TEXTE DE LECTURE -
Il n’y aura pas forcément de chansons qui évoquent littéralement cette dualité. Depuis toujours, elie lit des anthropologues, des biologistes, qui écrivent sur la manière dont le vivant s’organise et comment les espèces coexistent. «J’aime beaucoup A l’Est des rêves de Nastassja Martin. Elle parle des façons d’être au monde d’une famille habitant la forêt, post-effondrement soviétique. Une phrase m’a bouleversé: «La lumière s’est éteinte et les esprits sont revenus.» J’intègre cette idée dans une chanson.» Elle s’appelle Contact Zone, elle traite sur le mode de l’écologie poétique de la relation à l’altérité.

Comme une communion

Tout est beau, rien n’est simple, dans cette histoire. elie zoé aurait aimé que le monde comprenne d’un geste son identité retrouvée. Sans avoir besoin de s’en expliquer, ni face aux contrôleurs de train qui trouvent que la photo de son abonnement ne ressemble pas au garçon qu’ils voient devant eux, ni face aux réseaux sociaux prêts à remettre en question tout ce qui relève de la transidentité. «Je ne souhaite ni être un porte-drapeau ni un militant politique. Pendant ma tournée, à cause de mes cheveux coupés court, des spectateurs m’ont interpellé en me disant que je chantais bien mais que j’étais une sale gouine. Je suis assez angoissé en pensant à la violence que je pourrais subir.»

MATÉRIEL FOURNI -

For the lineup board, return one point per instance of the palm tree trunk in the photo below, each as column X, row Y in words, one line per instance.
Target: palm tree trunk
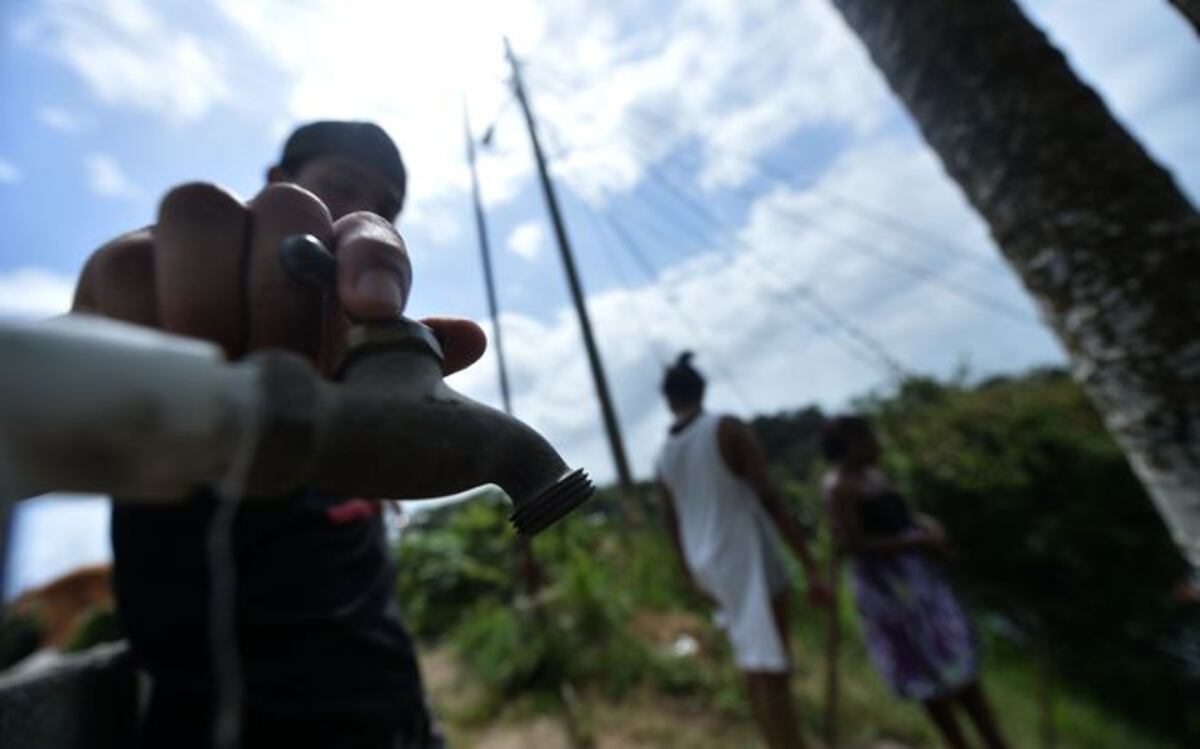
column 1191, row 9
column 1099, row 233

VOS TÂCHES -
1. Dans le texte de lecture, quel est le titre de la chanson dans laquelle elie zoé intègre une idée tirée de A l’Est des rêves ?
2. Rédigez la suite du texte de lecture consacré à elie zoé, en partant de sa dernière phrase.

RÉPONSES FOURNIES -
1. Contact Zone.

2.
Mais elie ne voudrait pas qu’on finisse en évoquant l’adversité. Pour lui, toute cette expérience se vit d’abord comme une communion. Il y a quelques années, il avait réuni sa famille, ses amis, toutes celles et ceux qui l’accompagnent, pour tenir les chœurs dans une chanson baptisée Tiger Song. Récemment, il a reproduit le geste à l’occasion de son anniversaire. Une tribu entière est arrivée pour donner de la voix. La chanson s’appelle Change My Name. Elle évoque ce moment si particulier où un être découvre comment nous sommes confinés ou libérés par la façon dont nous nommons les choses.

elie zoé vient d’inscrire son nom sur sa boîte aux lettres. Chaque fois qu’il est imprimé sur une enveloppe, c’est une immense joie.